> [Directions]:
List every line in the records below that contains the string "stone", copying each one in full. Case counts.

> [Dataset records]:
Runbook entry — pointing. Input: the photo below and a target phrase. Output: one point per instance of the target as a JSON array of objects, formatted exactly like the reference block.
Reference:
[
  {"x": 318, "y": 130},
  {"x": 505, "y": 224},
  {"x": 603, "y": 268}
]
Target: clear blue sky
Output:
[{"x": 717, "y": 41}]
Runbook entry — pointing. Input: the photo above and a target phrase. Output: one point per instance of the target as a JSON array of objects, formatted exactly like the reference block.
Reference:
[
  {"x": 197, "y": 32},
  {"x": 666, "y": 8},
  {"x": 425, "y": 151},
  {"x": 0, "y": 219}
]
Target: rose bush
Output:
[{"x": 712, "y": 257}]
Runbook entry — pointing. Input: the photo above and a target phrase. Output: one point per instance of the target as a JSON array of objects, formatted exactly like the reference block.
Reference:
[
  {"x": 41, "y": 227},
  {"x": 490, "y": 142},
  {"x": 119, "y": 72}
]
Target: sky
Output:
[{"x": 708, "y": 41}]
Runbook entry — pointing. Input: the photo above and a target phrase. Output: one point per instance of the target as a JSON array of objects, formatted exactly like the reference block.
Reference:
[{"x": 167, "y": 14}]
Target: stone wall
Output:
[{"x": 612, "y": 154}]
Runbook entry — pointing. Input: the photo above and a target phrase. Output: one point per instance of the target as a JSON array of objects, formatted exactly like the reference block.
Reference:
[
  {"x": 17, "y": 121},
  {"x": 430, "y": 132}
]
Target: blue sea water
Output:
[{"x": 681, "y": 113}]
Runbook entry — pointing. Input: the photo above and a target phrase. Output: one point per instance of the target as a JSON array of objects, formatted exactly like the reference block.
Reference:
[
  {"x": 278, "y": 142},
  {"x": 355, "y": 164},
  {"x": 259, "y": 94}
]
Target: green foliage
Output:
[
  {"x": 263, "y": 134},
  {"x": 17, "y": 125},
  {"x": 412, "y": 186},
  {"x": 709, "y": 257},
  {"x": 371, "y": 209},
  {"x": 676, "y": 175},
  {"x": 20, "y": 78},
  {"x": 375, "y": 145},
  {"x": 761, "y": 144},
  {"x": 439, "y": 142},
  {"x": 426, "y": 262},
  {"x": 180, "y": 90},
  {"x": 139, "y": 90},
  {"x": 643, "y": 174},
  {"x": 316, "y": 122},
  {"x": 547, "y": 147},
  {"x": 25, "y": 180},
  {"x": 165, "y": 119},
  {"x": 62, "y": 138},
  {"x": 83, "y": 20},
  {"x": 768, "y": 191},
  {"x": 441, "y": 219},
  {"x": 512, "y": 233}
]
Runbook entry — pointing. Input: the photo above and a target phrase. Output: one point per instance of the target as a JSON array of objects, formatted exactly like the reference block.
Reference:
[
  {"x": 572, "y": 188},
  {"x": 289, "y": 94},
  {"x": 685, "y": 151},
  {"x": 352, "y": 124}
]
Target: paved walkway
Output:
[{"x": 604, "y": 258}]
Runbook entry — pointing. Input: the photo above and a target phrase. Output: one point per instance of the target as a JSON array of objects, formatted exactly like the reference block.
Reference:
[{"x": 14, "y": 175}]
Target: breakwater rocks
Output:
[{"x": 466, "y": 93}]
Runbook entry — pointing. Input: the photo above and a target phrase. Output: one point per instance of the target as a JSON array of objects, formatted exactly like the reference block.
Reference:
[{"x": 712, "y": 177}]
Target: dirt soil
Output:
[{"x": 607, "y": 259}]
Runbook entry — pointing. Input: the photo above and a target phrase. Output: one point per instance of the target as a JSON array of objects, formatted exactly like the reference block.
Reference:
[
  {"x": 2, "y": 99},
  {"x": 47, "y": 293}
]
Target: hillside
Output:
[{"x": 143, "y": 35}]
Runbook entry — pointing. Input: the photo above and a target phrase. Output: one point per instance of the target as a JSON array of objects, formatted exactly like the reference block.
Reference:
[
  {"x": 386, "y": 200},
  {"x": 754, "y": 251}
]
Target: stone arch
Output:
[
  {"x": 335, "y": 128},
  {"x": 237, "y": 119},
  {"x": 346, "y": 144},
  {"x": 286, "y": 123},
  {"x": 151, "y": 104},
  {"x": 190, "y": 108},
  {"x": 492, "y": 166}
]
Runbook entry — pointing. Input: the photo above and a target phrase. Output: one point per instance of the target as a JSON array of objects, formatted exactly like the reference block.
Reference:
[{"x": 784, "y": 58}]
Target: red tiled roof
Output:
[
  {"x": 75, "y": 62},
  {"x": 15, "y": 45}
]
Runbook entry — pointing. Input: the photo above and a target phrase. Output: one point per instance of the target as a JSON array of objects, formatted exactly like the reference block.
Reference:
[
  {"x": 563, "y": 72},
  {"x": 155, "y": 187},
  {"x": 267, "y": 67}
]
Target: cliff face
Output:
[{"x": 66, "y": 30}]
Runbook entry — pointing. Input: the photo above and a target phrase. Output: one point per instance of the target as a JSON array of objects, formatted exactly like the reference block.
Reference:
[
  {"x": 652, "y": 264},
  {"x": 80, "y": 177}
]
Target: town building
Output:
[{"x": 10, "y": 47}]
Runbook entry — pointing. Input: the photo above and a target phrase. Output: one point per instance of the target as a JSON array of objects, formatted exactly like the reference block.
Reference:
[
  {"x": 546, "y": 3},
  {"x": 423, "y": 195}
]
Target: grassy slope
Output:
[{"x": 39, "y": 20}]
---
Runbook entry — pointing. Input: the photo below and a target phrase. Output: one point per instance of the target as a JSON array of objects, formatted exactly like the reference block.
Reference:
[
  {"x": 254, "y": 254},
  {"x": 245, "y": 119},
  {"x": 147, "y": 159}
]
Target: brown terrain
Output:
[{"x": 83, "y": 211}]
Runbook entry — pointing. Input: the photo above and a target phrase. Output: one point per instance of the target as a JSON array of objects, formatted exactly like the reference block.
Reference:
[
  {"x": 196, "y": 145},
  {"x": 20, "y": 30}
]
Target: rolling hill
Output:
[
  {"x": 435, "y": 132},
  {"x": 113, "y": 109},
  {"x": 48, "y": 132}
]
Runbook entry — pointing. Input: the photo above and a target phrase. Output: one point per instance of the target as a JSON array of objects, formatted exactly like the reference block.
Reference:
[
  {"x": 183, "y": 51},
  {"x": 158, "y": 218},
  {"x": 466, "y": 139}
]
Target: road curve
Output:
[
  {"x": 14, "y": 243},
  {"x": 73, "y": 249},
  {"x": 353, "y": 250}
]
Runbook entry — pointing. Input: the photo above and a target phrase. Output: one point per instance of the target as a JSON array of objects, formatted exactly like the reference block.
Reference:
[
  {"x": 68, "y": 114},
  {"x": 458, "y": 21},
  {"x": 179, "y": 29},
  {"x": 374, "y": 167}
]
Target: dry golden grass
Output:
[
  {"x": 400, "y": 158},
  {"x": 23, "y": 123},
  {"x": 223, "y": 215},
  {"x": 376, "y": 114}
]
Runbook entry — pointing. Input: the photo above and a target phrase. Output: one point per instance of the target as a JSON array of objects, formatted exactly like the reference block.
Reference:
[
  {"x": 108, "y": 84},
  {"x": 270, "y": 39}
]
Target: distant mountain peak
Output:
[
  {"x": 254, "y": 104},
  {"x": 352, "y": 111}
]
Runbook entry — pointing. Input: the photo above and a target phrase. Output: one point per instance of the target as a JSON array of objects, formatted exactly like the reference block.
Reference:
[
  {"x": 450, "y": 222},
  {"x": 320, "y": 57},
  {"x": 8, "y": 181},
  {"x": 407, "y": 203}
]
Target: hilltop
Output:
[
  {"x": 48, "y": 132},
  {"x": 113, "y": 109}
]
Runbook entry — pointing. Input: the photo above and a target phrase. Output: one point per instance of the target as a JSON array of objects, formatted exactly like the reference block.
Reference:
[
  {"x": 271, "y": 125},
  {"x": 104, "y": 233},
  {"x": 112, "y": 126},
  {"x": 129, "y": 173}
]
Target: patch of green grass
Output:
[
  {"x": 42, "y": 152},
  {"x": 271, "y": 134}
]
==
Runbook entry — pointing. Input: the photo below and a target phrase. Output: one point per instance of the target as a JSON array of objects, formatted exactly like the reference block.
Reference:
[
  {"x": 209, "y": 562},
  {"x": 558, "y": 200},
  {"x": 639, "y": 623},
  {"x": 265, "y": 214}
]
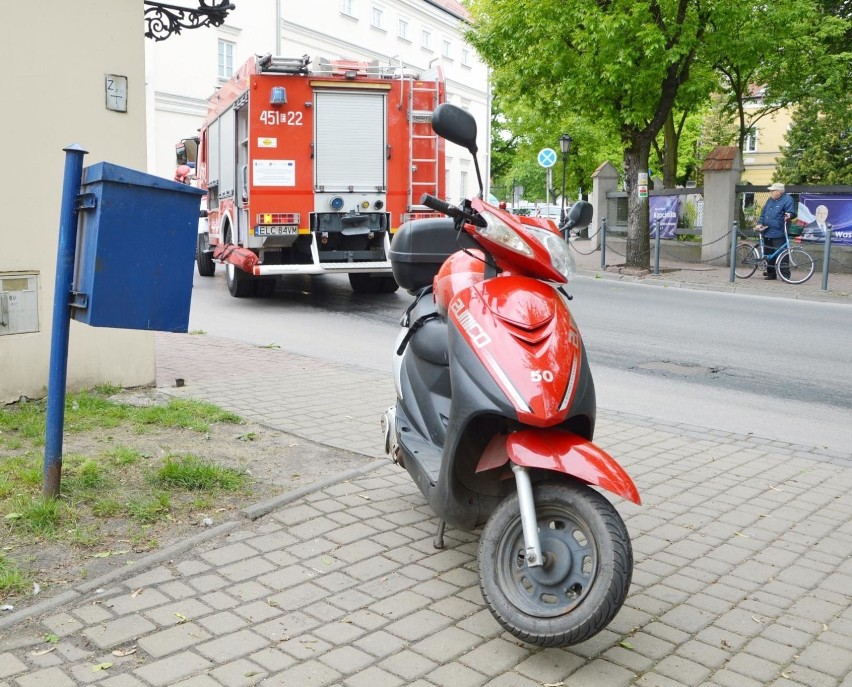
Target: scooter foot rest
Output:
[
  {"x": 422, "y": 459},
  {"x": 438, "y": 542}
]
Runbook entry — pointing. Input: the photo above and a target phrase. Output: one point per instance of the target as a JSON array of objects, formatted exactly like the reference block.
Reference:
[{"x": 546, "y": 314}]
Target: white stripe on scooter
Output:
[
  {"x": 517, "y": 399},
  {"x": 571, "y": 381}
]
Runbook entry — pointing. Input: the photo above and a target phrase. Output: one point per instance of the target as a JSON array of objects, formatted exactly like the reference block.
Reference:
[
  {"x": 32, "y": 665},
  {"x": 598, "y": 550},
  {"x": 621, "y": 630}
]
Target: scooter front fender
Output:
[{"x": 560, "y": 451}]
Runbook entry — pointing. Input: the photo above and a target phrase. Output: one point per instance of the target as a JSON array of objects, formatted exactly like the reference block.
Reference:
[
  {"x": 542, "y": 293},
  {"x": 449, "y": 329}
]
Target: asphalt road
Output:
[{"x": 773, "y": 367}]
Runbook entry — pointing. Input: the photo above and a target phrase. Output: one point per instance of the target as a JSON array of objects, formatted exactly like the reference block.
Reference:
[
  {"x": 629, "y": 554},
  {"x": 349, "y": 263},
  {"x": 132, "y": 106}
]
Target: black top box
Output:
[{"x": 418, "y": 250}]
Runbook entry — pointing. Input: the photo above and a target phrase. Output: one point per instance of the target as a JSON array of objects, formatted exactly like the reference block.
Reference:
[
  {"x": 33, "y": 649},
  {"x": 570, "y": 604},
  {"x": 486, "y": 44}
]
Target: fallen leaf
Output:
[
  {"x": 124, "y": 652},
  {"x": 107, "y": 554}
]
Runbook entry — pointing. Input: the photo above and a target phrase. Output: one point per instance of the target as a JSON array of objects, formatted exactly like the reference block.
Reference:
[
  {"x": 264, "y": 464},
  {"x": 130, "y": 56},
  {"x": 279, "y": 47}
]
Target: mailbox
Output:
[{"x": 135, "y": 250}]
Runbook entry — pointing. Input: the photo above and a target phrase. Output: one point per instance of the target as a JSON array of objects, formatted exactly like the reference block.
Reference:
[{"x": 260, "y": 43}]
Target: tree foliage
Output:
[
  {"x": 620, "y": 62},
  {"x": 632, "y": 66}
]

> [Correct result]:
Target: stone wall
Target: stone arch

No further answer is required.